Speaker Nancy Pelosi is headed to Taiwan, undertaking a foreign-policy spectacle few asked for and even fewer need. Pelosi, both a liberal and a China hawk, launched her tour of Asia Sunday and has intimated she’ll end up in Taiwan, despite warnings from Chinese leaders that her arrival could provoke a military response. She will reportedly meet with Taiwan’s president on Wednesday. It would be the highest-level visit by an American official in 25 years; the Biden administration, wary of Pelosi’s potential trip to the self-governing island, still expects her to go there, though she could theoretically change her mind.
There is nothing immediately tangible that Pelosi can accomplish by going to Taiwan, which China has threatened with invasion for some time. It’s unclear how Pelosi’s unsanctioned visit will make a Chinese invasion any less likely. The speaker may inadvertently inflame tensions between China and Taiwan if she visits, putting Taiwanese citizens in danger. Though Pelosi belongs to a branch independent of the president, she will be viewed by the Chinese as an American official driving a confrontation. Military retribution — aimed at the United States, Taiwan, or both — could come next.
Hawks on both the left and right have grown far too cavalier about increasing the odds of violent conflict. Ever since Russia invaded Ukraine, Democrats and Republicans alike have waved away the idea of attempting to readily deescalate military conflicts. World War II is invoked with increasing frequency. Russia must be stopped here so they don’t go there. And the subtext is China: If Americans keep flooding Ukraine with tens of billions in arms to stop Russia, China might be, in theory, deterred from a future invasion of Taiwan after seeing how another hostile world power has been isolated on the global stage.

### DATASET EXCERPT
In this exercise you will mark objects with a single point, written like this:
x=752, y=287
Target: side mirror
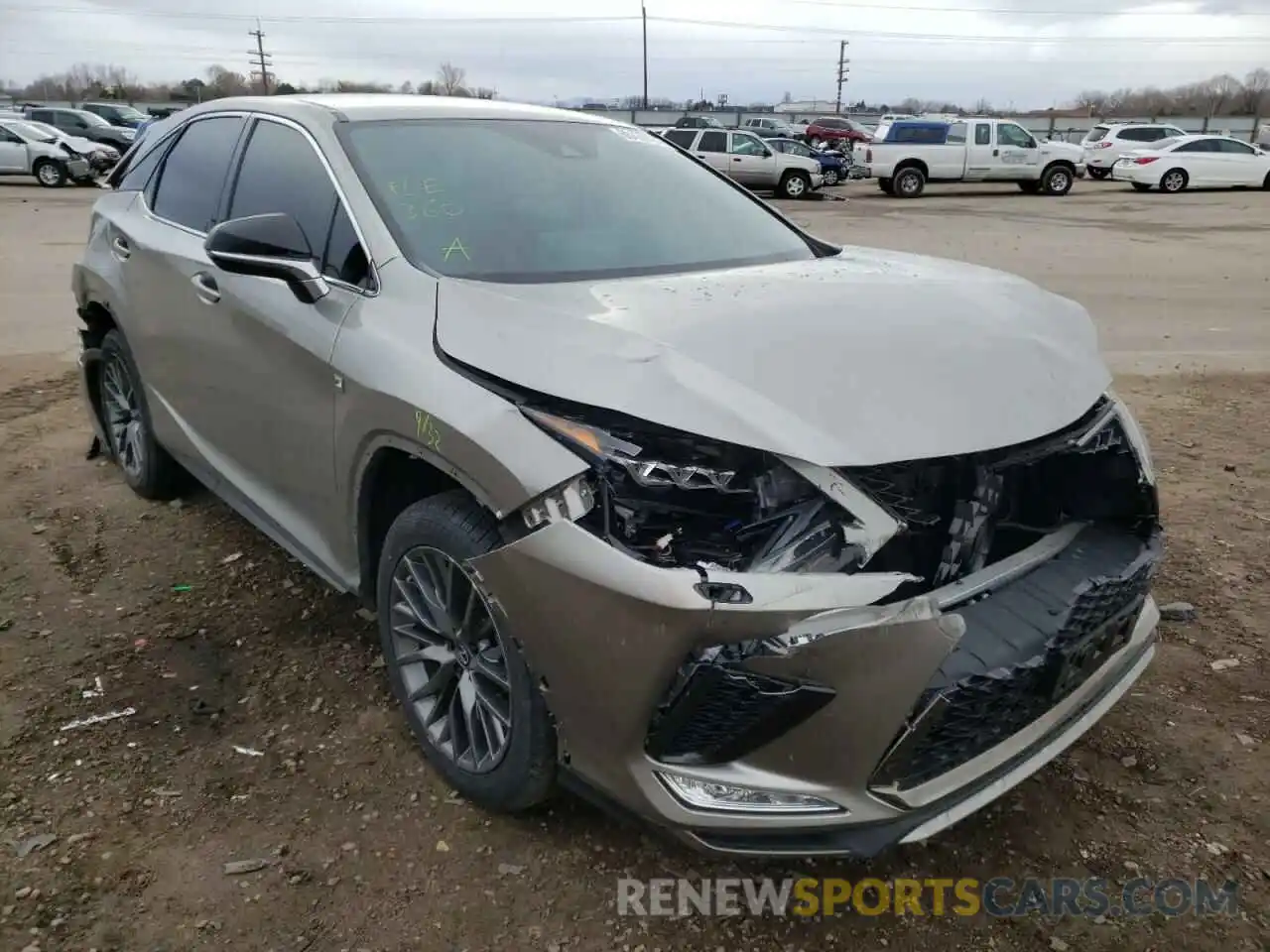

### TASKS TO COMPLETE
A: Answer these questions about the text on Pelosi's Taiwan trip, one per line:
(i) On which day will Pelosi reportedly meet with Taiwan's president?
(ii) How does the text say the Chinese will view Pelosi?
(iii) Which war is invoked with increasing frequency?
B: Echo, word for word, the stretch from "There is nothing" through "could come next." in the text on Pelosi's Taiwan trip.

### REPLIES
A:
(i) Wednesday
(ii) As an American official driving a confrontation
(iii) World War II

B:
There is nothing immediately tangible that Pelosi can accomplish by going to Taiwan, which China has threatened with invasion for some time. It’s unclear how Pelosi’s unsanctioned visit will make a Chinese invasion any less likely. The speaker may inadvertently inflame tensions between China and Taiwan if she visits, putting Taiwanese citizens in danger. Though Pelosi belongs to a branch independent of the president, she will be viewed by the Chinese as an American official driving a confrontation. Military retribution — aimed at the United States, Taiwan, or both — could come next.